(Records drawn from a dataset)

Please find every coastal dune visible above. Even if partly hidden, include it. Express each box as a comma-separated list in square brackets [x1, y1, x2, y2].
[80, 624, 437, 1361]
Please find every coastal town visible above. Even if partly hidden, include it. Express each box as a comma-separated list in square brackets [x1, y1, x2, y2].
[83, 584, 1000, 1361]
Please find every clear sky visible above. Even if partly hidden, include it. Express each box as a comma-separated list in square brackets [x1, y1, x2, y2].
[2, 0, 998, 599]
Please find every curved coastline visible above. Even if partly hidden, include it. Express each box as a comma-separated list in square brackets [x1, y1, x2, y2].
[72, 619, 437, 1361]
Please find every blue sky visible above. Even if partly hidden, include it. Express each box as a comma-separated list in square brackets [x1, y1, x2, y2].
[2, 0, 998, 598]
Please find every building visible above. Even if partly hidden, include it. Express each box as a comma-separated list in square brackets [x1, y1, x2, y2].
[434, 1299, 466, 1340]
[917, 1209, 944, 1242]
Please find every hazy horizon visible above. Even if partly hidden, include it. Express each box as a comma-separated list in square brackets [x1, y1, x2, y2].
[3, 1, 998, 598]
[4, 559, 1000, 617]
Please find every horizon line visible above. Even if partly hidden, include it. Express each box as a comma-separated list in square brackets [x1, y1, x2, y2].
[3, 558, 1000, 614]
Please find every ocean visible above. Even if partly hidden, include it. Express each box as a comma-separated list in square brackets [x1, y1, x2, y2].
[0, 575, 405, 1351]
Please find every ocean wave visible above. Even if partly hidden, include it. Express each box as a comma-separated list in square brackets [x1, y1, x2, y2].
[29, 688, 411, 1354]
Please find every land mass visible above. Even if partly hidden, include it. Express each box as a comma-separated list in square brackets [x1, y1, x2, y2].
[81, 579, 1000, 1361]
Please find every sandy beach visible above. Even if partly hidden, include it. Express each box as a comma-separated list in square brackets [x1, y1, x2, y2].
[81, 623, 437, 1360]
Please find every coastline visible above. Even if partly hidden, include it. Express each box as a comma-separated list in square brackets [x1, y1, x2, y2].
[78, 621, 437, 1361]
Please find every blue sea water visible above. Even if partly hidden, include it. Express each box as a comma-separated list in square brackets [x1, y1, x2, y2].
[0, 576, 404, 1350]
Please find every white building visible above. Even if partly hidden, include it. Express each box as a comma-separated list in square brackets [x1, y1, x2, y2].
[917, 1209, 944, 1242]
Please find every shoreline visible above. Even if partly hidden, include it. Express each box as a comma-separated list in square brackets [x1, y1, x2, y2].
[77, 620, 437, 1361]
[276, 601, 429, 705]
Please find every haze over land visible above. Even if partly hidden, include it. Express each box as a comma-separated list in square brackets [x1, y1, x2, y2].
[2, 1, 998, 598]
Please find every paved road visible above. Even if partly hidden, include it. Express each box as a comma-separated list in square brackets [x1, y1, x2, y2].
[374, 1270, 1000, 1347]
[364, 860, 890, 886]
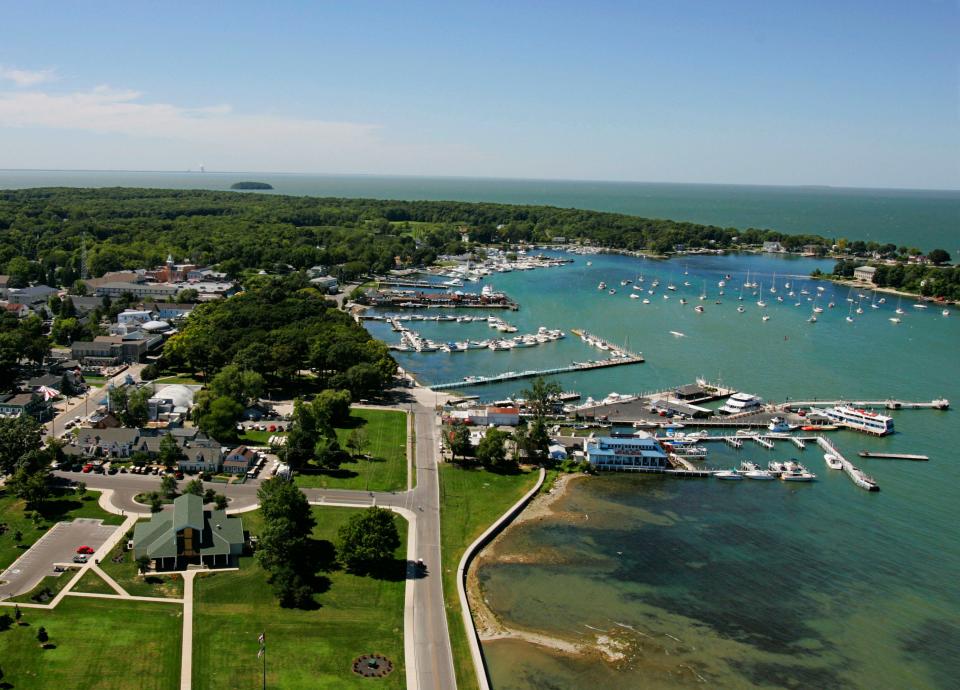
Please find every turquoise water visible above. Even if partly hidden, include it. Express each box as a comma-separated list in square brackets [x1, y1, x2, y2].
[367, 251, 958, 689]
[1, 170, 958, 250]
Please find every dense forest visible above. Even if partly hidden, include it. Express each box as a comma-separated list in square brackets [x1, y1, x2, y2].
[0, 187, 838, 286]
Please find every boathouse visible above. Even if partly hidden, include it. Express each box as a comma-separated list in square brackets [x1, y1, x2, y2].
[584, 433, 670, 471]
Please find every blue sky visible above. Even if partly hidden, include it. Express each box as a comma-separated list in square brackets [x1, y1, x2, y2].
[0, 1, 957, 188]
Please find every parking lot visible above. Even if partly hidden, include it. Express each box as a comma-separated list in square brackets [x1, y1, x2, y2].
[0, 519, 120, 600]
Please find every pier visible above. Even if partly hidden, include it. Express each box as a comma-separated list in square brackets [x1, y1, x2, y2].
[429, 355, 645, 391]
[785, 398, 949, 410]
[570, 328, 643, 359]
[814, 436, 879, 491]
[857, 451, 929, 461]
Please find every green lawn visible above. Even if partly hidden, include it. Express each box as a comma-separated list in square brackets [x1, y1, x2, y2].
[438, 464, 540, 690]
[154, 374, 203, 385]
[236, 429, 283, 445]
[295, 408, 408, 492]
[0, 596, 182, 690]
[193, 506, 407, 690]
[0, 489, 124, 570]
[98, 532, 185, 599]
[71, 569, 117, 596]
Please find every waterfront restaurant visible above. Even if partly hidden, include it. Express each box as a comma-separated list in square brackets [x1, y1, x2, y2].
[584, 433, 670, 471]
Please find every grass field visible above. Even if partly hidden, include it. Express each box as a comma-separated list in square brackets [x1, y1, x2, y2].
[438, 464, 540, 690]
[71, 569, 117, 595]
[193, 505, 407, 690]
[236, 429, 284, 445]
[0, 489, 125, 570]
[98, 533, 185, 599]
[0, 596, 182, 689]
[295, 408, 408, 492]
[154, 374, 203, 385]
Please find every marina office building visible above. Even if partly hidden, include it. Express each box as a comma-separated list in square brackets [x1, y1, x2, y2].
[585, 433, 670, 471]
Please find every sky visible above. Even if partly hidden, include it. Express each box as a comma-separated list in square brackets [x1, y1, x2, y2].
[0, 1, 958, 189]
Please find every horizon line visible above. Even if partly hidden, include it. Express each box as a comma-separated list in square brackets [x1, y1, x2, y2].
[0, 167, 958, 194]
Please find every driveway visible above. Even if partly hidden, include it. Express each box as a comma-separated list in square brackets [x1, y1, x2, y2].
[0, 519, 120, 599]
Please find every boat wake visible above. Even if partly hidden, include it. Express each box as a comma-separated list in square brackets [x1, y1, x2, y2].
[669, 331, 686, 338]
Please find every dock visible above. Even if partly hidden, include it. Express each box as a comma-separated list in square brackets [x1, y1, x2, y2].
[786, 398, 949, 411]
[857, 451, 929, 461]
[429, 355, 644, 390]
[815, 436, 879, 491]
[570, 328, 643, 359]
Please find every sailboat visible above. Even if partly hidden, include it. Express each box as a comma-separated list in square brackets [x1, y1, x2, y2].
[756, 282, 767, 307]
[769, 274, 777, 294]
[846, 302, 855, 323]
[870, 293, 879, 309]
[895, 297, 905, 315]
[855, 299, 864, 315]
[738, 284, 744, 301]
[699, 280, 707, 301]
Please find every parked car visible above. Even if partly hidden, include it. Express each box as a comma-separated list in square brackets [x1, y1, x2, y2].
[73, 554, 89, 563]
[82, 465, 93, 473]
[76, 545, 95, 554]
[268, 425, 277, 432]
[174, 471, 184, 480]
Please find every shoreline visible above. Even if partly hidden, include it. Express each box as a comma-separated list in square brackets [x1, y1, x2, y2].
[467, 472, 612, 660]
[819, 275, 957, 305]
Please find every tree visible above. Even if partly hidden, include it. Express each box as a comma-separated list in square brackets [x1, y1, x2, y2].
[136, 555, 151, 574]
[75, 481, 87, 498]
[209, 364, 266, 407]
[337, 507, 401, 574]
[281, 398, 319, 470]
[13, 530, 22, 545]
[928, 248, 951, 265]
[14, 605, 22, 624]
[37, 626, 48, 646]
[0, 415, 43, 475]
[7, 468, 51, 507]
[198, 396, 243, 442]
[449, 425, 472, 463]
[525, 418, 552, 466]
[158, 433, 184, 470]
[183, 478, 204, 496]
[148, 493, 164, 513]
[313, 434, 342, 469]
[346, 427, 369, 458]
[160, 474, 178, 499]
[476, 429, 512, 470]
[311, 389, 351, 426]
[213, 493, 229, 511]
[520, 377, 562, 419]
[108, 385, 151, 427]
[256, 479, 317, 606]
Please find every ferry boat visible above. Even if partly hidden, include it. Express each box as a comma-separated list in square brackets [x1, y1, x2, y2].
[719, 392, 763, 415]
[715, 469, 743, 480]
[822, 405, 894, 435]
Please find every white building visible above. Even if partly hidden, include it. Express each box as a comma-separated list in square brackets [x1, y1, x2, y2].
[584, 433, 670, 471]
[118, 309, 154, 327]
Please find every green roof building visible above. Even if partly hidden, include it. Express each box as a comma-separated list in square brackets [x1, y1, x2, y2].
[133, 494, 244, 570]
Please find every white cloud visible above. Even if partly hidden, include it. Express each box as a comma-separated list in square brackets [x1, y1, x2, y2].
[0, 65, 57, 86]
[0, 83, 485, 174]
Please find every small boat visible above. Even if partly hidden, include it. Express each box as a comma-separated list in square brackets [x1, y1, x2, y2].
[737, 306, 745, 313]
[762, 314, 771, 321]
[609, 288, 616, 295]
[943, 309, 951, 317]
[715, 469, 743, 480]
[669, 331, 686, 338]
[679, 298, 688, 305]
[768, 417, 793, 433]
[913, 303, 928, 310]
[642, 298, 651, 304]
[630, 293, 639, 299]
[598, 282, 606, 290]
[781, 466, 816, 482]
[741, 462, 775, 480]
[807, 315, 817, 323]
[889, 317, 901, 324]
[824, 453, 843, 470]
[694, 305, 704, 313]
[586, 261, 592, 266]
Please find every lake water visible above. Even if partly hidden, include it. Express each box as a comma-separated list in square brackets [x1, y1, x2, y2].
[365, 251, 958, 689]
[1, 170, 957, 251]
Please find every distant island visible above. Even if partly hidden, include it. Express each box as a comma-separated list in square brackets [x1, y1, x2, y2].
[230, 181, 273, 190]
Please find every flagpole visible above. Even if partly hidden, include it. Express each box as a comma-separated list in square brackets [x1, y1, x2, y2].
[258, 631, 266, 690]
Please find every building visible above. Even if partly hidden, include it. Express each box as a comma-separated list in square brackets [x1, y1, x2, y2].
[0, 392, 50, 420]
[308, 275, 339, 293]
[148, 384, 197, 423]
[117, 309, 154, 327]
[548, 444, 568, 461]
[762, 241, 785, 253]
[584, 433, 670, 471]
[0, 275, 9, 298]
[94, 282, 179, 299]
[6, 284, 58, 305]
[2, 303, 29, 319]
[132, 494, 244, 570]
[854, 265, 877, 283]
[76, 428, 141, 457]
[485, 406, 521, 426]
[71, 332, 163, 365]
[223, 446, 258, 474]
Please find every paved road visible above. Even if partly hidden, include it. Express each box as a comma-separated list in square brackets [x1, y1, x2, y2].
[52, 384, 459, 690]
[0, 519, 120, 599]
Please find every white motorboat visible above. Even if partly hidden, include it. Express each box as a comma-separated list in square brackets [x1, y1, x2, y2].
[889, 316, 901, 324]
[768, 417, 793, 433]
[694, 305, 704, 313]
[642, 298, 651, 304]
[715, 469, 743, 480]
[824, 453, 843, 470]
[737, 305, 745, 313]
[740, 462, 775, 480]
[630, 293, 639, 299]
[598, 282, 606, 290]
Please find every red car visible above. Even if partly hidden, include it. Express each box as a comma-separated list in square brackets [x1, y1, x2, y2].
[76, 545, 95, 555]
[82, 464, 93, 473]
[268, 425, 277, 432]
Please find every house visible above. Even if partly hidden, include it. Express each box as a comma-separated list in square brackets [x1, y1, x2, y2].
[117, 309, 155, 327]
[6, 284, 58, 305]
[584, 433, 670, 471]
[762, 241, 785, 253]
[854, 265, 877, 283]
[0, 392, 51, 420]
[132, 494, 244, 570]
[223, 446, 258, 474]
[308, 275, 339, 293]
[75, 428, 141, 457]
[548, 444, 568, 461]
[141, 302, 195, 320]
[179, 446, 223, 473]
[89, 411, 123, 429]
[3, 302, 30, 319]
[673, 383, 706, 401]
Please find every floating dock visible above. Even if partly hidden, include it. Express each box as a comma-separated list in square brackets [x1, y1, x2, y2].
[430, 355, 644, 390]
[857, 451, 929, 461]
[786, 398, 949, 410]
[815, 437, 879, 491]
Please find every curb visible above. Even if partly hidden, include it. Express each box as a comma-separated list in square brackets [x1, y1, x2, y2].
[456, 467, 545, 690]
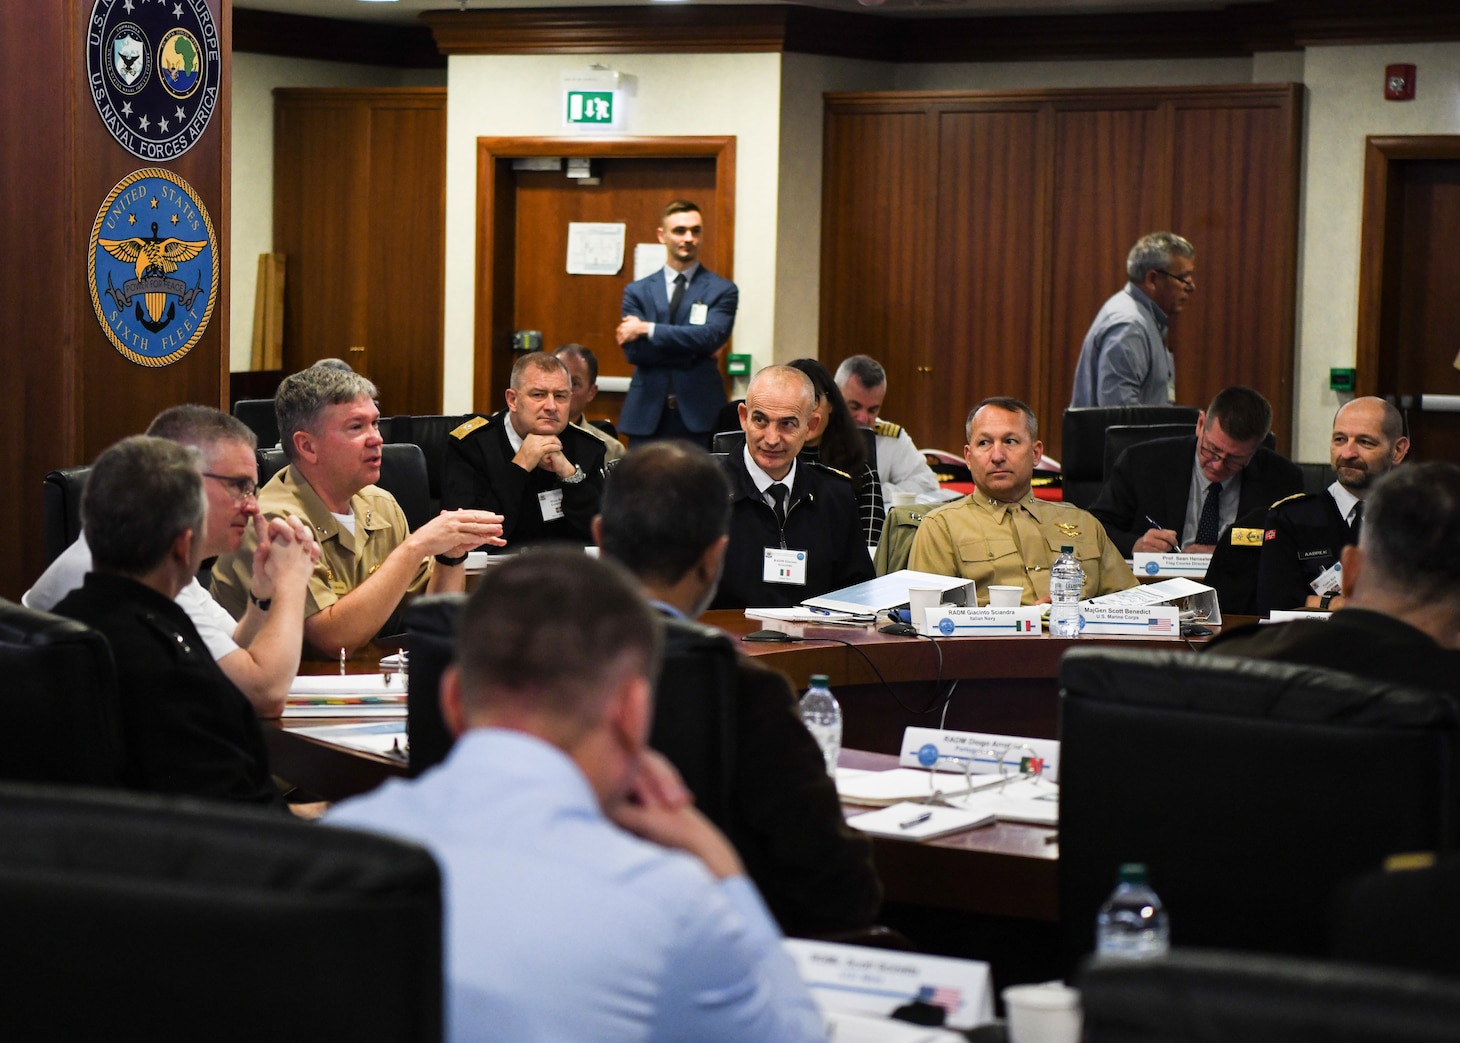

Exercise directions:
Where the line containing "Please find every house" appears in the entries above, start there and set down every line exactly through the last one, inclusive; omit pictures.

Result of the task:
Please find every house visible above. Even if partly hidden, include it. Express each box as a comma-separated list in square brackets [x1, y1, x2, y2].
[117, 309, 155, 327]
[6, 284, 58, 305]
[584, 433, 670, 471]
[762, 241, 785, 253]
[854, 265, 877, 283]
[0, 392, 51, 420]
[132, 494, 244, 570]
[223, 446, 258, 474]
[308, 275, 339, 293]
[75, 428, 141, 457]
[548, 444, 568, 461]
[141, 302, 195, 320]
[179, 446, 223, 473]
[89, 411, 123, 429]
[3, 302, 30, 319]
[673, 383, 706, 401]
Please find every floating dock visible above. Even if partly hidden, include it. Express each box as a comma-separated list in square brackets [x1, y1, x2, y2].
[430, 355, 644, 390]
[857, 451, 929, 461]
[786, 398, 949, 410]
[815, 437, 879, 491]
Please find every curb visible above. Even if partly hidden, include it. Express each box as a comma-separated list in square brackets [x1, y1, x2, y2].
[456, 467, 545, 690]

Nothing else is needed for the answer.